■ PROBLEM REQUIREMENTS: What lines below contain the word "hand"? Please pull each one out.

■ RECORDED INFORMATION:

....

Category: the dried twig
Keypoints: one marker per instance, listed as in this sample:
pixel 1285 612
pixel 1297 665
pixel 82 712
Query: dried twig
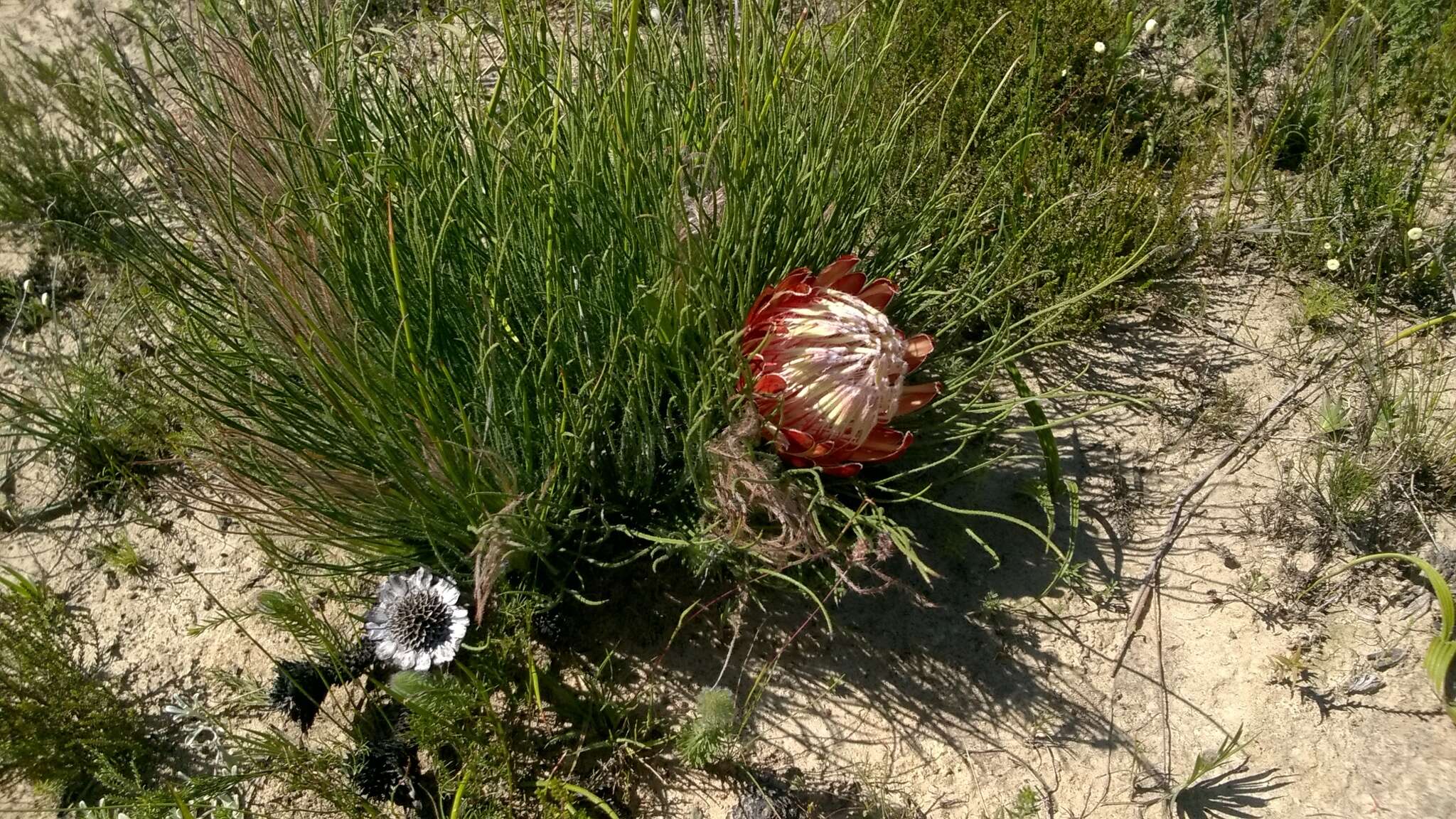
pixel 1175 520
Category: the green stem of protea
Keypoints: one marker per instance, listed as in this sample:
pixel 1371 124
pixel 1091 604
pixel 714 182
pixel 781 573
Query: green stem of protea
pixel 1421 327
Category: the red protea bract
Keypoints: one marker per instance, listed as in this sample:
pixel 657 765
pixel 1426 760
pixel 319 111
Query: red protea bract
pixel 829 369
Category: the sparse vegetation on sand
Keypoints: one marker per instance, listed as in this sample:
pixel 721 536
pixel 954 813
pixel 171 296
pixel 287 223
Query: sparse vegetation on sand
pixel 704 408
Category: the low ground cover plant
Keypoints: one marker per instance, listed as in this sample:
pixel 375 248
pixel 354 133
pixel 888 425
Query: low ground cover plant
pixel 487 319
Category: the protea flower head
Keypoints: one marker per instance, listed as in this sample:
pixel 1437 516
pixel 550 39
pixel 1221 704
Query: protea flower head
pixel 417 623
pixel 830 369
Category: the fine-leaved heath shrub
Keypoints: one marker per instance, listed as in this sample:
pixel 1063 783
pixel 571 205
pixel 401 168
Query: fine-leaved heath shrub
pixel 62 720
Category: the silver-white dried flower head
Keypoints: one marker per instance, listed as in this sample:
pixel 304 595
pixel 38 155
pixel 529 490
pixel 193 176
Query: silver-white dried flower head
pixel 417 624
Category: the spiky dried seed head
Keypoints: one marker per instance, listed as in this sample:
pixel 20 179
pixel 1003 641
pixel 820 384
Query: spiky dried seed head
pixel 297 691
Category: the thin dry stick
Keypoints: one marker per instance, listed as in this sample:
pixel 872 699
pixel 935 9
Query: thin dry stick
pixel 1175 522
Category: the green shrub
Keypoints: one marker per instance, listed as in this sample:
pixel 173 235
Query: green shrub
pixel 102 422
pixel 453 321
pixel 1354 136
pixel 55 136
pixel 62 720
pixel 1075 159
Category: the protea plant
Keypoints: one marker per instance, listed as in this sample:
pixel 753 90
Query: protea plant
pixel 829 369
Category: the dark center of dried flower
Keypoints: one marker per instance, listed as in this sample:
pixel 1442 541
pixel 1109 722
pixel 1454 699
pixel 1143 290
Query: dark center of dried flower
pixel 419 621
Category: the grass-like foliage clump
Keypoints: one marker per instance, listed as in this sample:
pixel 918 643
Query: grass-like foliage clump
pixel 486 323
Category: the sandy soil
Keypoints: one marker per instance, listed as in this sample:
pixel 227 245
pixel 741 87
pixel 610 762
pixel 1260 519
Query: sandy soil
pixel 951 710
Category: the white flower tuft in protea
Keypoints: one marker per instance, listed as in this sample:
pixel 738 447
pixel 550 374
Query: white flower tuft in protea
pixel 417 624
pixel 829 369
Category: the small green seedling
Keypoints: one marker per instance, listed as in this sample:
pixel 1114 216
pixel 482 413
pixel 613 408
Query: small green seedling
pixel 1442 651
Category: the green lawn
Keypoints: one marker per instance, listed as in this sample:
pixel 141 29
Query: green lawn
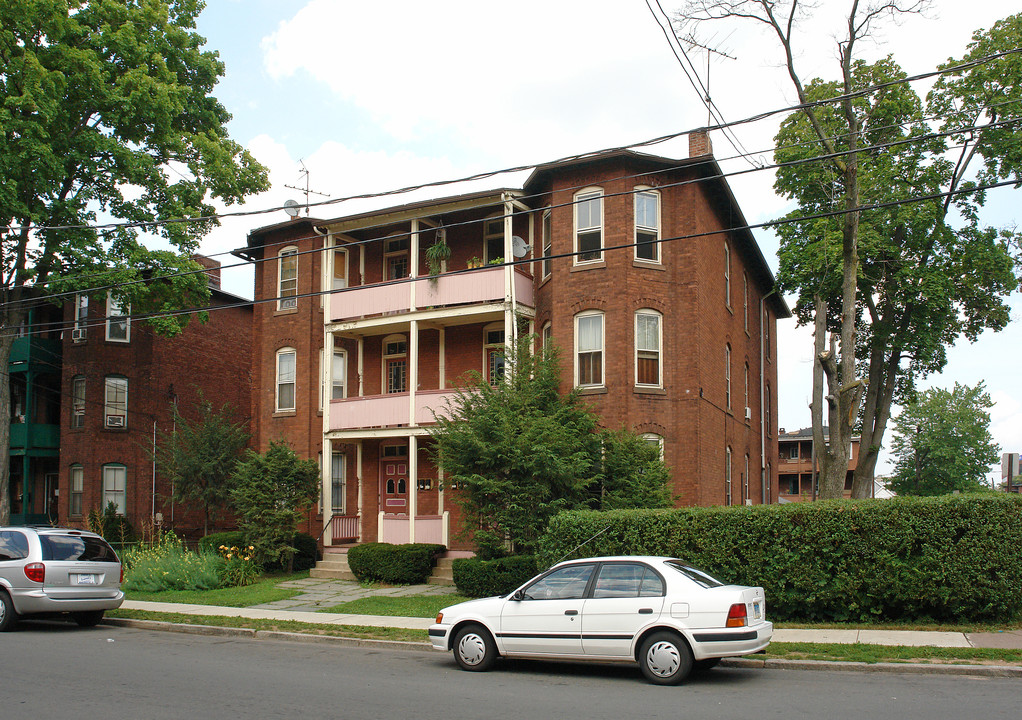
pixel 265 590
pixel 414 607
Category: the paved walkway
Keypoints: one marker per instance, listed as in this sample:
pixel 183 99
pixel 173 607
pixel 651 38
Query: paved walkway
pixel 318 594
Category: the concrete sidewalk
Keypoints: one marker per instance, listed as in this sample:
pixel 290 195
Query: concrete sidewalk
pixel 907 638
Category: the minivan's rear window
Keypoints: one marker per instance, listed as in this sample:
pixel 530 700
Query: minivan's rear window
pixel 64 547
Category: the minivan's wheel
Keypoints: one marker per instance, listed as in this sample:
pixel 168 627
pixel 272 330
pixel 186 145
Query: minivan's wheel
pixel 8 617
pixel 89 618
pixel 664 659
pixel 474 649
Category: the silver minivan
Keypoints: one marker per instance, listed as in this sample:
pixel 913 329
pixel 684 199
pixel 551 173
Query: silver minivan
pixel 45 570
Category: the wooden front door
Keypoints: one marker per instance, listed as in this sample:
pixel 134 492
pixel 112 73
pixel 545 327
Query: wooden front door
pixel 393 479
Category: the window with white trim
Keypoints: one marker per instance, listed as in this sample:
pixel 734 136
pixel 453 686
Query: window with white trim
pixel 727 274
pixel 287 279
pixel 727 375
pixel 115 401
pixel 648 340
pixel 589 349
pixel 496 351
pixel 77 488
pixel 396 363
pixel 647 226
pixel 118 321
pixel 589 226
pixel 78 401
pixel 115 487
pixel 548 243
pixel 286 378
pixel 493 239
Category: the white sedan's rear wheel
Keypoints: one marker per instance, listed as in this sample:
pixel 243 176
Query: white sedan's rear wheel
pixel 474 649
pixel 664 659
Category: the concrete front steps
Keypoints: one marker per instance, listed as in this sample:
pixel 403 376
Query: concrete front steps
pixel 334 567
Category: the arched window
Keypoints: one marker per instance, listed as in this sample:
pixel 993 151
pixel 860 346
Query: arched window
pixel 286 377
pixel 589 226
pixel 396 363
pixel 287 279
pixel 648 343
pixel 589 349
pixel 647 236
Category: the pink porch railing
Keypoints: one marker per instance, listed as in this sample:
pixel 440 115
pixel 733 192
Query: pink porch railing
pixel 482 285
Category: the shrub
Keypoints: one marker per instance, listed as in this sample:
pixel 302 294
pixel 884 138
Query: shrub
pixel 483 578
pixel 949 558
pixel 213 541
pixel 166 565
pixel 402 565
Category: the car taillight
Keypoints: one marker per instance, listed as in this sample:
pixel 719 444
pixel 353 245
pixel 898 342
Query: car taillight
pixel 738 616
pixel 36 572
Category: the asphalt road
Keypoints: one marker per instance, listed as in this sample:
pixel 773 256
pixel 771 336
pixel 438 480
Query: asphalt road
pixel 56 670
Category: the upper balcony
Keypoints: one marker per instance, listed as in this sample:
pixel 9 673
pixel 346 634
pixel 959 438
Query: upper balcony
pixel 477 287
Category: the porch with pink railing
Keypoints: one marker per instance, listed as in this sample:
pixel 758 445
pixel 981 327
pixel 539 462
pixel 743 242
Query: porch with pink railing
pixel 477 286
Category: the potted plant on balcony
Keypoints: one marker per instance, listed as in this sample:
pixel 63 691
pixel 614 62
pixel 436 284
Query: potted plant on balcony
pixel 436 254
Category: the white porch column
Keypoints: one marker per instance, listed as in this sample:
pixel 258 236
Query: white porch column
pixel 413 484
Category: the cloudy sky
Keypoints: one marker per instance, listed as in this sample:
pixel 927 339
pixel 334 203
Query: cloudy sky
pixel 371 97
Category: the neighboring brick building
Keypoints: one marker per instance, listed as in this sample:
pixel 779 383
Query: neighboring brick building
pixel 121 382
pixel 798 468
pixel 664 317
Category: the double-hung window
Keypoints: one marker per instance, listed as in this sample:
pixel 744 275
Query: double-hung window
pixel 287 274
pixel 589 349
pixel 115 401
pixel 286 374
pixel 648 226
pixel 648 348
pixel 589 226
pixel 118 321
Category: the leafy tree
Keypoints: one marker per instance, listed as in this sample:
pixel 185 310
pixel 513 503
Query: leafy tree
pixel 106 112
pixel 200 457
pixel 891 285
pixel 943 442
pixel 270 492
pixel 520 452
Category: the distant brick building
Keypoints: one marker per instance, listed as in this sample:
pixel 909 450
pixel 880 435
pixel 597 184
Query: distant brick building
pixel 638 267
pixel 120 383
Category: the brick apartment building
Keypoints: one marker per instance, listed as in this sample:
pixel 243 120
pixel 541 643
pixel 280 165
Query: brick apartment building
pixel 120 383
pixel 637 267
pixel 798 469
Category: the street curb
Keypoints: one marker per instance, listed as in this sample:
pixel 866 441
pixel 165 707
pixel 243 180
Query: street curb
pixel 751 663
pixel 896 668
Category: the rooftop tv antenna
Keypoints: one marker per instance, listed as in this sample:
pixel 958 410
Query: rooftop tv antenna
pixel 306 190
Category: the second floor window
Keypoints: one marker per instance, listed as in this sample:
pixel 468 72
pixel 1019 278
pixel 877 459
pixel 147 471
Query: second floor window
pixel 118 321
pixel 589 353
pixel 286 361
pixel 648 226
pixel 288 279
pixel 589 226
pixel 78 402
pixel 115 401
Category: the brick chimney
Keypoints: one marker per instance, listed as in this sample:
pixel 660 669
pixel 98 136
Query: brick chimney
pixel 213 270
pixel 699 143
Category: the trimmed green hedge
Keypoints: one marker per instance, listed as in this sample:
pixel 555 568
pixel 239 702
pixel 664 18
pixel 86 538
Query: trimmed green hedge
pixel 401 565
pixel 948 558
pixel 484 578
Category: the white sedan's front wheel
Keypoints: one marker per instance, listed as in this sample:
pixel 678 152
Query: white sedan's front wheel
pixel 474 649
pixel 664 659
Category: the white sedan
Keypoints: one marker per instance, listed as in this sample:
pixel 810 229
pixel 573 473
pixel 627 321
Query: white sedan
pixel 660 613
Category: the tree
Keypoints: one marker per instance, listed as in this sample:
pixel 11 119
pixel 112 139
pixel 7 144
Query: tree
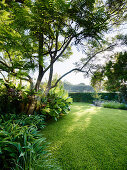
pixel 51 26
pixel 34 32
pixel 113 75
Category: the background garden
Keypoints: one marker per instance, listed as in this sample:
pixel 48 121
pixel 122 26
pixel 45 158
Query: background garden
pixel 36 131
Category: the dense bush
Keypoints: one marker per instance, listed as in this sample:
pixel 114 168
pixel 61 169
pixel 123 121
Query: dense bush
pixel 55 104
pixel 89 97
pixel 115 105
pixel 21 147
pixel 35 120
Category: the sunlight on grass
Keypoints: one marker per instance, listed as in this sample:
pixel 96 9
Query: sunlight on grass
pixel 89 138
pixel 83 117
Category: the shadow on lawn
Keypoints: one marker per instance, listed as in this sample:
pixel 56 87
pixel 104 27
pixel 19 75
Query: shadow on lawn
pixel 87 139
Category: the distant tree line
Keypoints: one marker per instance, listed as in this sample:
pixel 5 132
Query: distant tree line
pixel 78 88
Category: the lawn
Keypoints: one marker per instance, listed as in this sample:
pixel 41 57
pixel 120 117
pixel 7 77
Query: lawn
pixel 89 138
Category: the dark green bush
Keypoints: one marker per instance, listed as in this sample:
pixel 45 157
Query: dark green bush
pixel 56 103
pixel 115 105
pixel 20 147
pixel 89 97
pixel 35 120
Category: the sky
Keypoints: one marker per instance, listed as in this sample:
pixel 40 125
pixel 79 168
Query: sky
pixel 61 68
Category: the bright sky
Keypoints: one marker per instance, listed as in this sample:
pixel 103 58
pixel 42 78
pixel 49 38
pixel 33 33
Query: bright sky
pixel 62 67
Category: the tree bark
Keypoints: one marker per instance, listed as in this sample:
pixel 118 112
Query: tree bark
pixel 50 80
pixel 41 70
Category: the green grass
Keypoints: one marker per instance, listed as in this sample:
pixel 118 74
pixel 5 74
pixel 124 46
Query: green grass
pixel 89 138
pixel 115 105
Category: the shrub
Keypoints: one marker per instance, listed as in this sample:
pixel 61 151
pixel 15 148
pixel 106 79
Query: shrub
pixel 115 105
pixel 55 104
pixel 20 147
pixel 89 97
pixel 35 120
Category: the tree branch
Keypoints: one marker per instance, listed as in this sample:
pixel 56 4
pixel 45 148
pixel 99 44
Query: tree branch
pixel 81 69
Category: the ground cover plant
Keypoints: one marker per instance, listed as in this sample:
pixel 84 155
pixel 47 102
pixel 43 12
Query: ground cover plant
pixel 89 137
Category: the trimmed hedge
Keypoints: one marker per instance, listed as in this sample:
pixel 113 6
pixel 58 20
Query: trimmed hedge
pixel 88 97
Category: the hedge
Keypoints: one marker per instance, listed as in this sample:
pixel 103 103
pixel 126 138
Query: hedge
pixel 88 97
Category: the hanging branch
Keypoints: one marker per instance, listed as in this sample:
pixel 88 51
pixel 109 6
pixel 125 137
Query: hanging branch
pixel 81 69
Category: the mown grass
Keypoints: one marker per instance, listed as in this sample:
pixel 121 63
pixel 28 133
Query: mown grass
pixel 89 138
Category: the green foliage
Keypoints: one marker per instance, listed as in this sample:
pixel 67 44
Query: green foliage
pixel 114 75
pixel 35 120
pixel 56 103
pixel 21 147
pixel 89 97
pixel 115 105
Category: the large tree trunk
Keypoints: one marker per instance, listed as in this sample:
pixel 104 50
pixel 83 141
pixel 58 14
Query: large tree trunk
pixel 39 79
pixel 32 105
pixel 49 81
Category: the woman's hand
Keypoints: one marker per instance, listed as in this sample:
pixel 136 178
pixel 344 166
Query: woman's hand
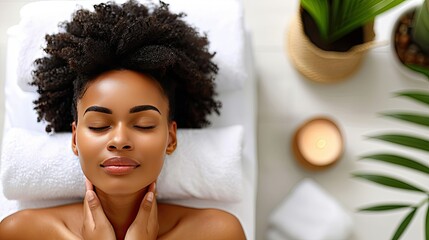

....

■ ANSWER SECTION:
Category: the woman's hand
Query: woman's hand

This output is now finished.